Your objective
Produce a verbatim copy of the entries listed below.

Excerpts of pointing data
---+---
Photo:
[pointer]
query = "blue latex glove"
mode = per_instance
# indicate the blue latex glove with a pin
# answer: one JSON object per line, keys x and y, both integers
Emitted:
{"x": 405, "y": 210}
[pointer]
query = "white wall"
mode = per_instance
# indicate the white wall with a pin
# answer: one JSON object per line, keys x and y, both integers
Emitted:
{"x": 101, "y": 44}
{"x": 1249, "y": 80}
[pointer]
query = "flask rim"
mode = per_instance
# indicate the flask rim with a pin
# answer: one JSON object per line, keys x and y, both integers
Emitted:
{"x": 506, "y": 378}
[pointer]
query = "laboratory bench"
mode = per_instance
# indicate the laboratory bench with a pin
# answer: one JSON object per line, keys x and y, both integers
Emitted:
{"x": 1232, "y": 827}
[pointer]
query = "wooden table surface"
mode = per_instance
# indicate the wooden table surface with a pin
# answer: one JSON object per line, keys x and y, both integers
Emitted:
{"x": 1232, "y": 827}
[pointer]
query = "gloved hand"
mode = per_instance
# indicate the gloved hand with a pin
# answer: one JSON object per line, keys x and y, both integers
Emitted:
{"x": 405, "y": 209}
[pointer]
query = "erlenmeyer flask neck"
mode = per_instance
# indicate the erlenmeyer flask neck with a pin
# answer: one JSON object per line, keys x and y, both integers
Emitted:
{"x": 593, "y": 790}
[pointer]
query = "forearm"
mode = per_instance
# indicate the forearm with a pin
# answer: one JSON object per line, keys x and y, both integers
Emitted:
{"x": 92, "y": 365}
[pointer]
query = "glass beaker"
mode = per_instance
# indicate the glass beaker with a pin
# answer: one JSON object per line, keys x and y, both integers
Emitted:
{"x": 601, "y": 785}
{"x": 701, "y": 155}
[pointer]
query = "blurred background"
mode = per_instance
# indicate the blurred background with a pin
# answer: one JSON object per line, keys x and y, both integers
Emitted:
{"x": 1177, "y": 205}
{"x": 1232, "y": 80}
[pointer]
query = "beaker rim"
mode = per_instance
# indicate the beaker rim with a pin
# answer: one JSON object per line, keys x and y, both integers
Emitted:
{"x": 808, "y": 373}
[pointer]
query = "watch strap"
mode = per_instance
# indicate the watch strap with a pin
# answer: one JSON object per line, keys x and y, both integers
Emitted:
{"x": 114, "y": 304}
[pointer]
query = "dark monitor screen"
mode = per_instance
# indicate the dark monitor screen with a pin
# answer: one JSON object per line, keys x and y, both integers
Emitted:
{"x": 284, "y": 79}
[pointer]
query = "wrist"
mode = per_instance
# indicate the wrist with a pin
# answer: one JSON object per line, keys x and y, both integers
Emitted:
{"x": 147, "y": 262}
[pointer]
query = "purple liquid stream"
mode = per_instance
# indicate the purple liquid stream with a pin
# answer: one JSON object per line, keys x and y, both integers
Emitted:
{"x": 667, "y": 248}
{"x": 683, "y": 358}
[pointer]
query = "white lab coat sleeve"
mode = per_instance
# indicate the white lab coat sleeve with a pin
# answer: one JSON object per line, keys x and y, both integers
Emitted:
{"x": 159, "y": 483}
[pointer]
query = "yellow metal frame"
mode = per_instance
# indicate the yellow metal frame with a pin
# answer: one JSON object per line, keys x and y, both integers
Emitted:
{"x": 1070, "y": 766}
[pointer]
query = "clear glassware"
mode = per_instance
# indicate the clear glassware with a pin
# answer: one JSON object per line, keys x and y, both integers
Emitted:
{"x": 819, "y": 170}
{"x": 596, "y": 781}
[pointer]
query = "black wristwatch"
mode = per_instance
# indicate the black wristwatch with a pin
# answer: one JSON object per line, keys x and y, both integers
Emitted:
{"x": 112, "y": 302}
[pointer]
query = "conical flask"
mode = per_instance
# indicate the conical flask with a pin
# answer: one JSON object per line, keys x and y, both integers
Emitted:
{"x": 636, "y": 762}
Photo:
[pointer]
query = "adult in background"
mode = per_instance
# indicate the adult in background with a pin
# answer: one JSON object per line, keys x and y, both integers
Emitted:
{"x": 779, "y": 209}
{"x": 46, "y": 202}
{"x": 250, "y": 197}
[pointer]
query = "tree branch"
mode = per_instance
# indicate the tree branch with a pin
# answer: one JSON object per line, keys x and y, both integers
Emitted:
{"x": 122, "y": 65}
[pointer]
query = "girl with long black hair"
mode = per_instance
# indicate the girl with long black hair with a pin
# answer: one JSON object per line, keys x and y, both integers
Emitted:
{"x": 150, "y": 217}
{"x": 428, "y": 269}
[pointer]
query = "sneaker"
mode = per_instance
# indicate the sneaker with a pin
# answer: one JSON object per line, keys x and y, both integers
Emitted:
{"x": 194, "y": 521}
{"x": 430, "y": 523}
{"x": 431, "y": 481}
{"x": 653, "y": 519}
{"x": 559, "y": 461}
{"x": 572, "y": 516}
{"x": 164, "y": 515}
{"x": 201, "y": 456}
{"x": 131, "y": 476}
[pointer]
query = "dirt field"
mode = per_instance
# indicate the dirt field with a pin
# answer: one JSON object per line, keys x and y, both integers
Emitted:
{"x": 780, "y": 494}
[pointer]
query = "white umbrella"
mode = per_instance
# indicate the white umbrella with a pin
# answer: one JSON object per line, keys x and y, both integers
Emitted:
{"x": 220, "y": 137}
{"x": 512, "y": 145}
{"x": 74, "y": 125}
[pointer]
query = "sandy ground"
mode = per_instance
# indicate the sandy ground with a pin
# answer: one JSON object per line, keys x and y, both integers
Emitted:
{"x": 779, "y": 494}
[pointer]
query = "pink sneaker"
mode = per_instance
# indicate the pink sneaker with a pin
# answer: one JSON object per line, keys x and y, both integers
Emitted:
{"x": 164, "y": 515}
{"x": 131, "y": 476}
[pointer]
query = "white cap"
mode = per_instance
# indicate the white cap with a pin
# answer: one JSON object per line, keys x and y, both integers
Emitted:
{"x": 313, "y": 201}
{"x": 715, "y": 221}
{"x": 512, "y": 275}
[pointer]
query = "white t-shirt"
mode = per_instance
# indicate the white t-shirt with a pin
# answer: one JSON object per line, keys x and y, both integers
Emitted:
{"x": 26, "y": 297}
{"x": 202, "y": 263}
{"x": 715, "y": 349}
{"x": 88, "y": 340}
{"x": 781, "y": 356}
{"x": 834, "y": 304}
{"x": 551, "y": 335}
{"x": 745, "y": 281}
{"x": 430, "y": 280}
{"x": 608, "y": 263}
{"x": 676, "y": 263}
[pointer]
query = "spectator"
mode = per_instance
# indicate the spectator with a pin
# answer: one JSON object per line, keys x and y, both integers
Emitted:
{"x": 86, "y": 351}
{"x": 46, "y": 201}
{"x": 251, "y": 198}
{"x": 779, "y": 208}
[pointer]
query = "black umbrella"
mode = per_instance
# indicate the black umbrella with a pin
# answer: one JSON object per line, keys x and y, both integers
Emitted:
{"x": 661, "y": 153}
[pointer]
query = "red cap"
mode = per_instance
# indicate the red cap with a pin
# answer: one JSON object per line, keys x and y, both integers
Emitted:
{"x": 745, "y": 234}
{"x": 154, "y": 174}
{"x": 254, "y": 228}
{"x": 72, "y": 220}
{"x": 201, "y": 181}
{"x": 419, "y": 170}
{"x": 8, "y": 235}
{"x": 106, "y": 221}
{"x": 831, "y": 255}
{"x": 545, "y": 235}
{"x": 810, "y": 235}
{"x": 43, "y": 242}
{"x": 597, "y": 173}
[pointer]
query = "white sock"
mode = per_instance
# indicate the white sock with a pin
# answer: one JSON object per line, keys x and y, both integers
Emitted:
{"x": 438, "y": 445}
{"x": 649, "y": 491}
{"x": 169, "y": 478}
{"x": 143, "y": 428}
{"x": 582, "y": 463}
---+---
Output
Photo:
[pointer]
query = "blue latex glove"
mode = per_instance
# indicate the blue latex glove with a pin
# answer: one JSON object per line, keys x and y, both integers
Emitted:
{"x": 405, "y": 210}
[pointer]
query = "white wall"
mode = per_instance
# indicate the white wall with a pin
# answer: one JSON object per line, keys x and y, both integers
Emitted:
{"x": 101, "y": 44}
{"x": 1249, "y": 80}
[pointer]
query = "flask rim"
mode = per_instance
# indicate the flask rim with a pin
# answer: one JSON object per line, keys x and y, both integers
Emitted:
{"x": 506, "y": 378}
[pointer]
query = "laboratory bench"
mode = per_instance
# indicate the laboratory bench with a pin
# answer: one JSON object per line, keys x and y, both integers
Emitted:
{"x": 1232, "y": 827}
[pointer]
query = "wooden table surface"
mode = per_instance
# indicate the wooden table surface with a pin
# answer: one JSON object per line, keys x and y, both integers
Emitted:
{"x": 1232, "y": 827}
[pointer]
query = "gloved hand"
mode = per_instance
# indicate the gloved hand with a pin
# answer: one JSON object per line, keys x and y, both integers
Emitted:
{"x": 405, "y": 209}
[pointer]
query = "erlenmeyer flask neck"
mode = per_instance
# indicate the erlenmeyer flask neck with a pin
# answer: one JSON object per line, keys x and y, both integers
Emitted:
{"x": 593, "y": 790}
[pointer]
query = "forearm"
mode = per_instance
# indicate the forearm with a pin
# answer: one JSON object per line, keys x and y, both integers
Emitted:
{"x": 92, "y": 365}
[pointer]
query = "glass beaker"
mode = per_instance
# indicate the glass beaker with a pin
# answer: one JSON object per line, keys x and y, both integers
Emitted:
{"x": 601, "y": 785}
{"x": 701, "y": 155}
[pointer]
query = "blurred background"
mode = per_instance
# indicate the blurred background with a pin
# answer: one JSON object per line, keys x and y, both integers
Emitted:
{"x": 1177, "y": 205}
{"x": 1232, "y": 80}
[pointer]
query = "beaker rim"
mode = per_instance
# indicate the beaker rim with a pin
# answer: one JSON object per line, keys x and y, both integers
Emitted:
{"x": 808, "y": 373}
[pointer]
query = "watch strap"
mode = per_instance
# indicate the watch strap with a pin
# answer: one JSON object per line, keys x and y, both integers
Emitted:
{"x": 114, "y": 304}
[pointer]
query = "dark monitor screen"
mode = per_instance
# indicate the dark monitor screen with a pin
# answer: one JSON object per line, keys x and y, both integers
Emitted:
{"x": 284, "y": 79}
[pointer]
query = "wrist"
mode = per_instance
# indicate the wrist with a pin
# answer: one JSON object per line, keys x and y, both integers
Emitted:
{"x": 147, "y": 262}
[pointer]
query = "purple liquid stream"
mode = per_instance
# indicate the purple liquid stream with a pin
# answer: one JSON object per line, keys x and y, both integers
Emitted:
{"x": 667, "y": 248}
{"x": 683, "y": 358}
[pointer]
query = "white lab coat sleeve"
mode = per_instance
# indicate the white lab coat sleeve with a pin
# answer: one JSON object per line, keys x and y, both integers
Emitted:
{"x": 159, "y": 483}
[pointer]
query = "yellow metal frame"
mode = per_instance
# indicate the yellow metal frame with a pin
# answer: one JSON object per line, keys x and y, both integers
Emitted:
{"x": 1070, "y": 766}
[pointer]
query = "clear glassware"
mode = per_instance
# indicate the clear glassware with a pin
# answer: one JSON object per line, keys x and y, both integers
Emitted:
{"x": 819, "y": 170}
{"x": 596, "y": 781}
[pointer]
query = "black wristwatch"
mode = per_instance
# indicate the black wristwatch with a pin
# answer: one JSON object per line, keys x and y, both integers
Emitted:
{"x": 112, "y": 302}
[pointer]
query = "conical flask"
mode = per_instance
# indicate the conical flask with a pin
# answer: one JSON object per line, keys x and y, both integers
Emitted:
{"x": 636, "y": 762}
Photo:
[pointer]
query = "adult in background"
mode = per_instance
# indicate the adult in background with a pin
# answer: one JSON object per line, keys x and y, both integers
Emitted:
{"x": 779, "y": 209}
{"x": 46, "y": 202}
{"x": 250, "y": 197}
[pointer]
query = "tree branch"
mode = per_instance
# indicate the tree branch with a pin
# answer: one JSON object per line, keys x and y, both integers
Emitted:
{"x": 122, "y": 65}
[pointer]
query = "girl with long black hair"
mode = per_instance
# indicate the girl with long black hair with a pin
# answer: one JSON object per line, keys x and y, both integers
Emitted:
{"x": 150, "y": 217}
{"x": 428, "y": 269}
[pointer]
query = "sneaker"
mode = per_instance
# indicate the sneaker with a pin
# answer: one JSON object per line, keys x and y, both integers
Emitted:
{"x": 194, "y": 521}
{"x": 430, "y": 523}
{"x": 431, "y": 481}
{"x": 653, "y": 519}
{"x": 559, "y": 461}
{"x": 572, "y": 516}
{"x": 164, "y": 515}
{"x": 201, "y": 456}
{"x": 131, "y": 476}
[pointer]
query = "dirt field"
mode = per_instance
# indicate the dirt field with a pin
# answer: one JSON object per line, keys x and y, both integers
Emitted:
{"x": 780, "y": 494}
[pointer]
query = "white umbrella"
mode = per_instance
# indicate the white umbrella with a pin
# answer: one JSON object per line, keys x and y, both integers
Emitted:
{"x": 220, "y": 137}
{"x": 512, "y": 145}
{"x": 74, "y": 125}
[pointer]
query = "sandy ground"
mode = per_instance
# indicate the sandy ground with a pin
# answer: one JSON object per line, keys x and y, both integers
Emitted:
{"x": 779, "y": 494}
[pointer]
query = "pink sneaker"
mode = per_instance
# indicate the pink sneaker with a pin
# answer: one JSON object per line, keys x and y, both integers
Emitted:
{"x": 164, "y": 515}
{"x": 131, "y": 476}
[pointer]
query = "white cap"
mode = per_instance
# indicate the white cap with a pin
# answer: one JSON object per line, keys x and y, both integers
Emitted:
{"x": 313, "y": 201}
{"x": 715, "y": 221}
{"x": 512, "y": 275}
[pointer]
query = "white t-shirt"
mode = per_instance
# indicate the white t-shirt with a pin
# answer: one JSON object per line, keys x and y, both integers
Emitted:
{"x": 26, "y": 297}
{"x": 202, "y": 263}
{"x": 715, "y": 349}
{"x": 88, "y": 340}
{"x": 781, "y": 356}
{"x": 834, "y": 304}
{"x": 551, "y": 335}
{"x": 745, "y": 281}
{"x": 430, "y": 280}
{"x": 608, "y": 263}
{"x": 676, "y": 263}
[pointer]
query = "spectator"
mode = per_instance
# indicate the spectator with a pin
# answer: one JSON object per line, keys x and y, both integers
Emitted:
{"x": 86, "y": 351}
{"x": 46, "y": 201}
{"x": 251, "y": 198}
{"x": 779, "y": 208}
[pointer]
query = "black umbrella"
mode = per_instance
# indicate the black umbrella with a pin
# answer: one JSON object per line, keys x and y, both integers
Emitted:
{"x": 661, "y": 153}
[pointer]
query = "red cap"
mode = per_instance
# indicate the red cap with a pin
# answer: one JSON object per line, keys x and y, both integers
Emitted:
{"x": 745, "y": 234}
{"x": 154, "y": 174}
{"x": 254, "y": 228}
{"x": 72, "y": 220}
{"x": 201, "y": 181}
{"x": 419, "y": 170}
{"x": 8, "y": 235}
{"x": 106, "y": 221}
{"x": 831, "y": 255}
{"x": 545, "y": 235}
{"x": 810, "y": 235}
{"x": 43, "y": 242}
{"x": 597, "y": 173}
[pointer]
query = "white sock"
mode = per_instance
# indicate the white sock with a pin
# answer: one JSON object per line, keys x and y, both integers
Emitted:
{"x": 438, "y": 445}
{"x": 649, "y": 491}
{"x": 169, "y": 478}
{"x": 143, "y": 428}
{"x": 582, "y": 463}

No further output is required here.